Aim of the task: Reproduce the material exactly, omitting nothing.

Dataset excerpts:
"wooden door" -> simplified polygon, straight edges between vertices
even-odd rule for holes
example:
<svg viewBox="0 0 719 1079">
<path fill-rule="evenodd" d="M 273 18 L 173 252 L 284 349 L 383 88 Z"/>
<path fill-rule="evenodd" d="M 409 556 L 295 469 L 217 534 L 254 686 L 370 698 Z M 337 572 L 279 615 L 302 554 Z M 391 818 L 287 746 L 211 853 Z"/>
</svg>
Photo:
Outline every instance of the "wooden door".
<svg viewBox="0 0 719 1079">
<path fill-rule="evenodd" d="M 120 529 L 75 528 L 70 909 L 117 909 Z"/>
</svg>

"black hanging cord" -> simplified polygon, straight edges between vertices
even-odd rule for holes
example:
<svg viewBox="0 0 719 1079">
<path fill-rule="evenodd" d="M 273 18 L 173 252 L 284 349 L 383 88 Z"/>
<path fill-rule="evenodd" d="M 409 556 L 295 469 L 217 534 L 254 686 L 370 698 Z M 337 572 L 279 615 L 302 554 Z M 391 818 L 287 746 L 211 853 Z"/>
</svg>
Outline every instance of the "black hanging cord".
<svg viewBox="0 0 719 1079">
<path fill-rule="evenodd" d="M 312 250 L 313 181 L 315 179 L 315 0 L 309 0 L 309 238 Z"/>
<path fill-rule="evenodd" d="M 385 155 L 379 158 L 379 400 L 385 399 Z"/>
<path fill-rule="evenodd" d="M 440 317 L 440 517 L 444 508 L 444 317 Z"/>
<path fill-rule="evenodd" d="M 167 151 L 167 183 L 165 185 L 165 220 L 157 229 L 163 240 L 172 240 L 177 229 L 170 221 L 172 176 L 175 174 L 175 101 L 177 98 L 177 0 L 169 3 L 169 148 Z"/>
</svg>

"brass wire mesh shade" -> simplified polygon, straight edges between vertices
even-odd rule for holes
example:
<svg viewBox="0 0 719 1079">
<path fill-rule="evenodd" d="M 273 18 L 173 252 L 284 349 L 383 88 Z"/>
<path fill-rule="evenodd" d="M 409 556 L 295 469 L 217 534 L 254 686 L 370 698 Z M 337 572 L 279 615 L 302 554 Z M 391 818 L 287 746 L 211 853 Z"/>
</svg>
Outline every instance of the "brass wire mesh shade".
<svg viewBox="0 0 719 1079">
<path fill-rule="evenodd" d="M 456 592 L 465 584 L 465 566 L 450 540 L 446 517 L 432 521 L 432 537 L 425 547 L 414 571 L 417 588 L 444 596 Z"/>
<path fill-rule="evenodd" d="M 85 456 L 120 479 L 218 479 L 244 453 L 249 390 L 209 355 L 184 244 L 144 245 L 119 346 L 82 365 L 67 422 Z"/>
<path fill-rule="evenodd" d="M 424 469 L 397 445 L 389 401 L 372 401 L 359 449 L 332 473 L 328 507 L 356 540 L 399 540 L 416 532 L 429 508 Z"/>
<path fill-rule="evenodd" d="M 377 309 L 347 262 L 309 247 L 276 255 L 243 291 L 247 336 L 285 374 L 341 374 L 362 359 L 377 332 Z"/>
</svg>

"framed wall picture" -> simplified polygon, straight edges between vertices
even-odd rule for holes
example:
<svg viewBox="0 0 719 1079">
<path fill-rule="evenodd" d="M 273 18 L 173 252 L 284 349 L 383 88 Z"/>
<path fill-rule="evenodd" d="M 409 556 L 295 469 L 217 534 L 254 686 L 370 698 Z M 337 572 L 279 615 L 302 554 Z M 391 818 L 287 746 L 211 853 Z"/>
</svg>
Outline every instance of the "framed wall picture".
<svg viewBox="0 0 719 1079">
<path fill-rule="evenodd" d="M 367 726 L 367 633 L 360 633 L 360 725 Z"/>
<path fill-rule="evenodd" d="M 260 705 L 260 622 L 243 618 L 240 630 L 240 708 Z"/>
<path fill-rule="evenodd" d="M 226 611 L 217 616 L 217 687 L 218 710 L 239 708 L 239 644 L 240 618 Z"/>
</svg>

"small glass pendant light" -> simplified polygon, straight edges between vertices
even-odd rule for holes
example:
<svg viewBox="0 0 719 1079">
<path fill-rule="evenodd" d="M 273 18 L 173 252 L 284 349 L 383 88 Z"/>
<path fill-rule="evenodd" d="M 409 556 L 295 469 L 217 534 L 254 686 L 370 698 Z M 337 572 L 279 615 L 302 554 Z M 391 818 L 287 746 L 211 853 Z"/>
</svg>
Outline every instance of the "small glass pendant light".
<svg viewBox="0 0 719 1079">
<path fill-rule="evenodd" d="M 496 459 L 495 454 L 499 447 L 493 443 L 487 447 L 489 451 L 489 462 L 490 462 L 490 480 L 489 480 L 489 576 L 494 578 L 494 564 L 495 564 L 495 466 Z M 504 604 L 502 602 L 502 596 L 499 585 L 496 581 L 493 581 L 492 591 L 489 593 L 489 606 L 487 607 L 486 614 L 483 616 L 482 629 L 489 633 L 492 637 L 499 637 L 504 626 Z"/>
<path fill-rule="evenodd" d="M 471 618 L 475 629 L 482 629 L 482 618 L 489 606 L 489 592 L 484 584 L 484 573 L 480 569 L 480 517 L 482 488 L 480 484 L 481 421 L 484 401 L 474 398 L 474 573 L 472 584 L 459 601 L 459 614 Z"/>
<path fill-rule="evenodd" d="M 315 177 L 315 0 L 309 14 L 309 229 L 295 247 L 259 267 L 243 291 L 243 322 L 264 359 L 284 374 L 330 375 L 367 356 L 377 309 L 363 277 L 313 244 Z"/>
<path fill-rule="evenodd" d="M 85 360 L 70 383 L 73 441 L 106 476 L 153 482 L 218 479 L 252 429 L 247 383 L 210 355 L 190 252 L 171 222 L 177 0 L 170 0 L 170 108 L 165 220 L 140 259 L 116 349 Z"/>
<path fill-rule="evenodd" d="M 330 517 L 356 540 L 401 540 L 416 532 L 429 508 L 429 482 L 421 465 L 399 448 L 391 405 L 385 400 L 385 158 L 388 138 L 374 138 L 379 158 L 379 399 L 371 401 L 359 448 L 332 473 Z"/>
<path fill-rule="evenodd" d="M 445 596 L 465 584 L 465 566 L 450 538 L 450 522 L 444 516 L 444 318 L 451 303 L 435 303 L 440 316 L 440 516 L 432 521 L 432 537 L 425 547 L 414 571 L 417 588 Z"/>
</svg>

Task answer:
"wooden door" -> simplified polygon, straight edges between vertices
even-odd rule for holes
example:
<svg viewBox="0 0 719 1079">
<path fill-rule="evenodd" d="M 273 18 L 173 252 L 284 349 L 383 88 Z"/>
<path fill-rule="evenodd" d="M 409 556 L 295 469 L 217 534 L 254 686 L 370 698 Z M 337 572 L 279 615 L 302 554 Z M 391 818 L 287 746 L 211 853 Z"/>
</svg>
Photo:
Outline every instance of the "wooden door".
<svg viewBox="0 0 719 1079">
<path fill-rule="evenodd" d="M 120 529 L 75 528 L 70 909 L 117 909 Z"/>
</svg>

"black hanging cord" -> simplified polygon, straight edges between vertices
even-odd rule for holes
example:
<svg viewBox="0 0 719 1079">
<path fill-rule="evenodd" d="M 273 18 L 173 252 L 284 349 L 383 88 Z"/>
<path fill-rule="evenodd" d="M 409 556 L 295 469 L 217 534 L 254 686 L 370 698 Z M 337 572 L 279 615 L 302 554 Z M 391 818 L 287 746 L 211 853 Z"/>
</svg>
Outline every instance of the "black hanging cord".
<svg viewBox="0 0 719 1079">
<path fill-rule="evenodd" d="M 312 250 L 313 181 L 315 179 L 315 0 L 309 0 L 309 238 Z"/>
<path fill-rule="evenodd" d="M 385 155 L 379 158 L 379 400 L 385 399 Z"/>
<path fill-rule="evenodd" d="M 440 317 L 440 517 L 444 508 L 444 317 Z"/>
<path fill-rule="evenodd" d="M 167 151 L 167 183 L 165 185 L 165 220 L 157 229 L 163 240 L 172 240 L 177 229 L 170 221 L 172 176 L 175 174 L 175 101 L 177 98 L 177 0 L 169 3 L 169 148 Z"/>
</svg>

"brass wire mesh shade" -> simplified polygon, straight edges between vertices
even-odd rule for holes
example:
<svg viewBox="0 0 719 1079">
<path fill-rule="evenodd" d="M 273 18 L 173 252 L 284 349 L 383 88 Z"/>
<path fill-rule="evenodd" d="M 409 556 L 295 469 L 217 534 L 254 686 L 370 698 Z M 337 572 L 279 615 L 302 554 Z M 391 818 L 287 746 L 211 853 Z"/>
</svg>
Outline every instance of the "brass wire mesh shade".
<svg viewBox="0 0 719 1079">
<path fill-rule="evenodd" d="M 456 592 L 465 584 L 465 566 L 450 540 L 446 517 L 432 521 L 432 537 L 425 547 L 414 571 L 417 588 L 444 596 Z"/>
<path fill-rule="evenodd" d="M 85 456 L 120 479 L 218 479 L 244 453 L 249 390 L 209 355 L 184 244 L 144 245 L 119 346 L 82 365 L 67 422 Z"/>
<path fill-rule="evenodd" d="M 424 469 L 397 445 L 389 401 L 372 401 L 359 449 L 332 473 L 328 507 L 356 540 L 399 540 L 416 532 L 429 508 Z"/>
<path fill-rule="evenodd" d="M 377 309 L 347 262 L 309 247 L 276 255 L 243 291 L 247 336 L 285 374 L 341 374 L 362 359 L 377 332 Z"/>
</svg>

"framed wall picture" -> simplified polygon, straight edges between vertices
even-odd rule for holes
example:
<svg viewBox="0 0 719 1079">
<path fill-rule="evenodd" d="M 273 18 L 173 252 L 284 349 L 383 88 Z"/>
<path fill-rule="evenodd" d="M 409 556 L 295 469 L 217 534 L 254 686 L 370 698 Z M 337 572 L 279 615 L 302 554 Z M 391 818 L 287 746 L 211 853 Z"/>
</svg>
Outline every instance of the "framed wall picture".
<svg viewBox="0 0 719 1079">
<path fill-rule="evenodd" d="M 367 726 L 367 633 L 360 633 L 360 725 Z"/>
<path fill-rule="evenodd" d="M 260 705 L 260 622 L 243 618 L 240 630 L 240 708 Z"/>
<path fill-rule="evenodd" d="M 226 611 L 217 616 L 217 687 L 218 710 L 239 708 L 239 644 L 240 618 Z"/>
</svg>

"small glass pendant light" -> simplified polygon, straight edges between vertices
even-odd rule for holes
example:
<svg viewBox="0 0 719 1079">
<path fill-rule="evenodd" d="M 273 18 L 173 252 L 284 349 L 383 88 Z"/>
<path fill-rule="evenodd" d="M 409 556 L 295 469 L 217 534 L 254 686 L 370 698 Z M 337 572 L 279 615 L 302 554 Z M 391 818 L 287 746 L 211 853 Z"/>
</svg>
Outline every instance of the "small glass pendant light".
<svg viewBox="0 0 719 1079">
<path fill-rule="evenodd" d="M 496 459 L 495 454 L 499 447 L 493 443 L 487 447 L 489 451 L 489 462 L 490 462 L 490 480 L 489 480 L 489 576 L 494 578 L 494 564 L 495 564 L 495 466 Z M 504 604 L 502 602 L 502 596 L 499 585 L 496 581 L 493 581 L 492 591 L 489 593 L 489 606 L 487 607 L 486 614 L 483 616 L 482 629 L 489 633 L 492 637 L 499 637 L 504 626 Z"/>
<path fill-rule="evenodd" d="M 471 618 L 475 629 L 482 629 L 482 618 L 489 606 L 489 592 L 484 584 L 484 573 L 480 569 L 480 517 L 482 488 L 480 484 L 481 421 L 484 401 L 474 398 L 474 573 L 472 584 L 459 601 L 459 614 Z"/>
<path fill-rule="evenodd" d="M 315 177 L 315 0 L 309 14 L 309 229 L 295 247 L 259 267 L 243 291 L 243 322 L 264 359 L 284 374 L 330 375 L 367 356 L 377 309 L 363 277 L 313 244 Z"/>
<path fill-rule="evenodd" d="M 85 360 L 70 383 L 73 441 L 106 476 L 153 482 L 218 479 L 252 429 L 247 383 L 210 355 L 190 252 L 171 222 L 177 0 L 170 0 L 170 108 L 165 220 L 140 259 L 116 349 Z"/>
<path fill-rule="evenodd" d="M 330 517 L 356 540 L 401 540 L 416 532 L 429 508 L 429 482 L 421 465 L 399 448 L 391 405 L 385 400 L 385 158 L 388 138 L 374 138 L 379 158 L 379 399 L 371 401 L 359 448 L 332 473 Z"/>
<path fill-rule="evenodd" d="M 445 596 L 465 584 L 465 566 L 450 538 L 450 522 L 444 516 L 444 318 L 451 303 L 435 303 L 440 316 L 440 516 L 432 521 L 432 537 L 425 547 L 414 571 L 417 588 Z"/>
</svg>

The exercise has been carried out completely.